▸ TASK DIRECTIONS: In your copy of the entries, please include no pictures and return every word exactly.

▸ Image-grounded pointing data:
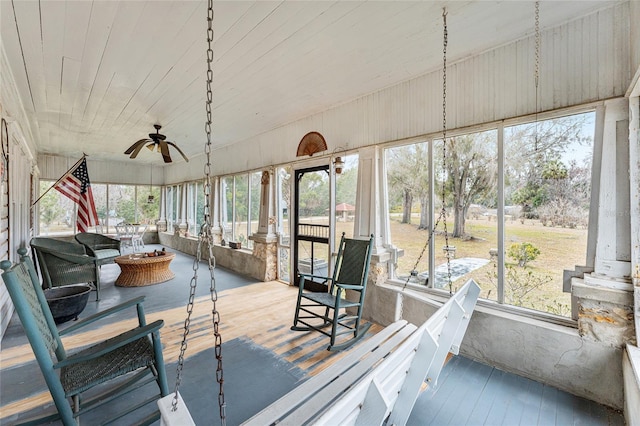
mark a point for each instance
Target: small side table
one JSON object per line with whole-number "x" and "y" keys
{"x": 138, "y": 270}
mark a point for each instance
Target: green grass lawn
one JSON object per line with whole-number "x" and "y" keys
{"x": 560, "y": 248}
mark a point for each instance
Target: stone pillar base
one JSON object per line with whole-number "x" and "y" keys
{"x": 181, "y": 230}
{"x": 605, "y": 309}
{"x": 265, "y": 247}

▸ TASK RESPONSE:
mark a point for each instance
Target: small side table
one JSON object per line with whole-number "x" and "y" keys
{"x": 138, "y": 270}
mark a point for each instance
Target: green grass lawn
one JSON object per line with whole-number "x" and "y" keys
{"x": 560, "y": 248}
mark a point for each instance
Target: stone pillar base
one JSON object per line with whole-number "x" and "y" keys
{"x": 181, "y": 230}
{"x": 605, "y": 309}
{"x": 265, "y": 247}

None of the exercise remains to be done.